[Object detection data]
○ ○ ○ ○
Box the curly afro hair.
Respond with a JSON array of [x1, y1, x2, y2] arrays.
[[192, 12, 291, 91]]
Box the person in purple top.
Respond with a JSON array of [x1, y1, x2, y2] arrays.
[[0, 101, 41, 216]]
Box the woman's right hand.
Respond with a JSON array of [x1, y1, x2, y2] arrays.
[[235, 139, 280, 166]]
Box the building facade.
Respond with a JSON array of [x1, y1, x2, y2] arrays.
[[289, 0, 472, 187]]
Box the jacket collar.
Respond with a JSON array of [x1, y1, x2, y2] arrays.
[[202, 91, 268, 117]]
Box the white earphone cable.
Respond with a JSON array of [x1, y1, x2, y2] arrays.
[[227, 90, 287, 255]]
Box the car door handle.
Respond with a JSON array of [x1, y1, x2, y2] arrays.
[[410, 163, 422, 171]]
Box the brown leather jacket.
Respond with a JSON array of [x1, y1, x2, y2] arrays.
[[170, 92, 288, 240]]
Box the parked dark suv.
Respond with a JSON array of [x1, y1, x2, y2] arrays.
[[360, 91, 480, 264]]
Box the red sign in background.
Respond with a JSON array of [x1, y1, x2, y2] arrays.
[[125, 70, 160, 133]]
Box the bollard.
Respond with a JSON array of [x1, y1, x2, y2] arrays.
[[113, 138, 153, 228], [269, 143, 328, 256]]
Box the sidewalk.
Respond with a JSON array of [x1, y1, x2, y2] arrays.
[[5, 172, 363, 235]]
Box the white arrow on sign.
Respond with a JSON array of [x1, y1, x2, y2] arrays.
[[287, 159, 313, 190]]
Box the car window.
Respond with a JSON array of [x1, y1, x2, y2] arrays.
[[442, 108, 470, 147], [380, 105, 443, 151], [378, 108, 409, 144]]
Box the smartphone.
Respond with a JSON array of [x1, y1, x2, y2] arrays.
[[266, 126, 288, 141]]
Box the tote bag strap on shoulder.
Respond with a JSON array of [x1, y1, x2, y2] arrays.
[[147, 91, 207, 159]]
○ ○ ○ ○
◆ What you should do:
Format every line of the records above as a JSON list of strings, one string per line, with blank lines omitted.

◆ Reply:
[
  "Box the curly afro hair.",
  "Respond with a JSON array of [x1, y1, x2, y2] arrays.",
  "[[192, 12, 291, 91]]",
  "Box the person in purple top.",
  "Respond with a JSON array of [x1, y1, x2, y2] arrays.",
  "[[0, 101, 41, 216]]",
  "Box the woman's right hand.",
  "Respond with a JSON array of [x1, y1, x2, y2] arrays.",
  "[[235, 139, 280, 166]]",
  "Box the building facade.",
  "Respond with a JSON array of [x1, y1, x2, y2] arrays.",
  "[[289, 0, 472, 187]]",
  "Box the jacket collar.",
  "Respond with a JSON array of [x1, y1, x2, y2] arrays.",
  "[[202, 91, 268, 117]]",
  "Box the white earphone cable.",
  "Respond with a JSON array of [x1, y1, x2, y2] arrays.",
  "[[227, 90, 287, 255]]",
  "Box the car door handle.",
  "Respond with a JSON array of [x1, y1, x2, y2] arrays.",
  "[[410, 163, 422, 171]]",
  "Box the brown leather jacket.",
  "Respond with a JSON array of [x1, y1, x2, y2] arrays.",
  "[[170, 92, 288, 240]]",
  "Box the parked dark suv.",
  "Respond with a JSON array of [x1, y1, x2, y2] arrays.",
  "[[360, 91, 480, 264]]",
  "Box the red sign in background.",
  "Respond with a JSON array of [x1, y1, x2, y2] arrays.",
  "[[125, 70, 160, 133]]",
  "Box the bollard.",
  "Respond with a JSON array of [x1, y1, x2, y2] arrays.",
  "[[113, 138, 153, 228], [269, 143, 328, 256]]",
  "Box the sidewalk.",
  "Respond with a JSON array of [x1, y1, x2, y2] arrays.",
  "[[5, 172, 363, 235]]",
  "Box the white arrow on sign.",
  "Respond with a JSON array of [x1, y1, x2, y2] arrays.",
  "[[287, 159, 313, 190]]",
  "Box the car window.",
  "Respond with a JSON array of [x1, y1, x2, y2] arrays.",
  "[[442, 108, 470, 147], [380, 105, 443, 151], [378, 108, 409, 144]]",
  "Box the smartphone.",
  "Respond with a JSON array of [x1, y1, x2, y2] arrays.",
  "[[266, 126, 288, 141]]",
  "Box the tote bag strap on shoulder.",
  "Respond with a JSON array of [x1, y1, x2, y2] arrays.",
  "[[147, 91, 207, 159]]"
]